Task inputs =>

◇ ◇ ◇ ◇ ◇

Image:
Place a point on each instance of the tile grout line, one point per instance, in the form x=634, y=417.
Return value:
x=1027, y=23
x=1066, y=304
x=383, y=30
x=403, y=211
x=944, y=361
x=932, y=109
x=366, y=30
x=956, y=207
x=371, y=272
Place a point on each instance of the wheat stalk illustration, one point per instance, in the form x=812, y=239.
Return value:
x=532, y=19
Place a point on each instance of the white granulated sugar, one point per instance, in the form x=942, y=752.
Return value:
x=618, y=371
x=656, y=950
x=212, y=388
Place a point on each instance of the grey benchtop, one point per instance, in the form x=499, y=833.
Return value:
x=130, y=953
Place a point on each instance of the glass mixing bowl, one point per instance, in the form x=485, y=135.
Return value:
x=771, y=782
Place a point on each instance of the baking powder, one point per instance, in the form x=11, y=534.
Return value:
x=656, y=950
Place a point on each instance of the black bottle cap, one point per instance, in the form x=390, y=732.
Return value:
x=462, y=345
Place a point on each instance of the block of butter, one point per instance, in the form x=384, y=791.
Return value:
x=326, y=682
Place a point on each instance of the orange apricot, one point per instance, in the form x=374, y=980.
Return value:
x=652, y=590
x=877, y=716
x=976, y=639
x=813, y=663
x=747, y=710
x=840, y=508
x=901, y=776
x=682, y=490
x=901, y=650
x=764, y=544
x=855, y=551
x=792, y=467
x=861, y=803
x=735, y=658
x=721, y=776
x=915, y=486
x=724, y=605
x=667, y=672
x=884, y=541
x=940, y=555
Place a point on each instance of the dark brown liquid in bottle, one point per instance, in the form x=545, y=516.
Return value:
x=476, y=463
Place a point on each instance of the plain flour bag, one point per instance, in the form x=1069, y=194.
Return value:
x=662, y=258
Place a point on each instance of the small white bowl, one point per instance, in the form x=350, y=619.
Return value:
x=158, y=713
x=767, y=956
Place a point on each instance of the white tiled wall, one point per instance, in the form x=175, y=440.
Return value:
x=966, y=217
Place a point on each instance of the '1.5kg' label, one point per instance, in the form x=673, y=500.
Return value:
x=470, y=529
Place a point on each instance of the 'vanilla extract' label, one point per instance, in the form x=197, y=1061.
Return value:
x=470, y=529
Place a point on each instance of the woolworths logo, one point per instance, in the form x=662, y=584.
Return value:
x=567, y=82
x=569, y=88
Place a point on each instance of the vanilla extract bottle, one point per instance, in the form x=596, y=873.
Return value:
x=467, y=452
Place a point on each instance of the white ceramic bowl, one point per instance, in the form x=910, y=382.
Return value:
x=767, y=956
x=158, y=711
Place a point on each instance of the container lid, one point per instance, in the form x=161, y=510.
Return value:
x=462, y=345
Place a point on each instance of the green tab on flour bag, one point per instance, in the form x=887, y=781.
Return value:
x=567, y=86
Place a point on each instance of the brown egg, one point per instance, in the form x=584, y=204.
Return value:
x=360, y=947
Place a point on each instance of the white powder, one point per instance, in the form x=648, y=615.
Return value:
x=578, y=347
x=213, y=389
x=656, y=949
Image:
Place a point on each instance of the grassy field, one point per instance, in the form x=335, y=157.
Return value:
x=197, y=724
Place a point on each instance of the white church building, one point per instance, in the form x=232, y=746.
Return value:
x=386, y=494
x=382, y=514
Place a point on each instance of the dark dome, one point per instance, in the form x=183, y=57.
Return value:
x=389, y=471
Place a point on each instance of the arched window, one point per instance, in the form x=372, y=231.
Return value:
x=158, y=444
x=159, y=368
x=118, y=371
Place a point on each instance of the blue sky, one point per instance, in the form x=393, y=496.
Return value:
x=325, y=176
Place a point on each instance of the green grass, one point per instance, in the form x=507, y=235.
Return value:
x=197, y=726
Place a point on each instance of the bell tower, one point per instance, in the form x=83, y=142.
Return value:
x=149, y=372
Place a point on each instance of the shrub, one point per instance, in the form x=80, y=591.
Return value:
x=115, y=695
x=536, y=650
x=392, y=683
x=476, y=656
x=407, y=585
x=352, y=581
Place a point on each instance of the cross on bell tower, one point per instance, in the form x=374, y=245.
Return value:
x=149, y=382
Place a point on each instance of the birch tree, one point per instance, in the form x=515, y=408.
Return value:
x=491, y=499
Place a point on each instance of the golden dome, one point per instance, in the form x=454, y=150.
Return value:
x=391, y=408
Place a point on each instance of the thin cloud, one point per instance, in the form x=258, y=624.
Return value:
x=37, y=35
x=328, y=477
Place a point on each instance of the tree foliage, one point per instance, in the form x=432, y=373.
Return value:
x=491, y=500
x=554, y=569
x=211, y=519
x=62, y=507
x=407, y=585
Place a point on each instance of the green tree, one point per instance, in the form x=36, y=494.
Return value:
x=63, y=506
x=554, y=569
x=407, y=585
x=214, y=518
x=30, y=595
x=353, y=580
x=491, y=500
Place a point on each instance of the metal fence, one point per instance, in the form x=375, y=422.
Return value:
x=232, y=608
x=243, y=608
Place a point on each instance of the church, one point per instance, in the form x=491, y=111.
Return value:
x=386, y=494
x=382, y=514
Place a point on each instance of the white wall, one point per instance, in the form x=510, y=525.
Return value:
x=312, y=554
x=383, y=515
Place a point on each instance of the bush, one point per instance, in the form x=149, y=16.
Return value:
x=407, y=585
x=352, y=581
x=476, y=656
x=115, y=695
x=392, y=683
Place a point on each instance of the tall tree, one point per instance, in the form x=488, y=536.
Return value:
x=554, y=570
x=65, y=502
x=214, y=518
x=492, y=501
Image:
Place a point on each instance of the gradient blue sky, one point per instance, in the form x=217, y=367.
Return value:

◇ ◇ ◇ ◇ ◇

Directions for this task =>
Using the records above, copy every line that has the word "blue" in it.

Solved exercise =>
Place a point on each instance of the blue sky, one point per instance, in the form x=393, y=496.
Place a point on each instance of the gradient blue sky, one point per instance, in the form x=217, y=367.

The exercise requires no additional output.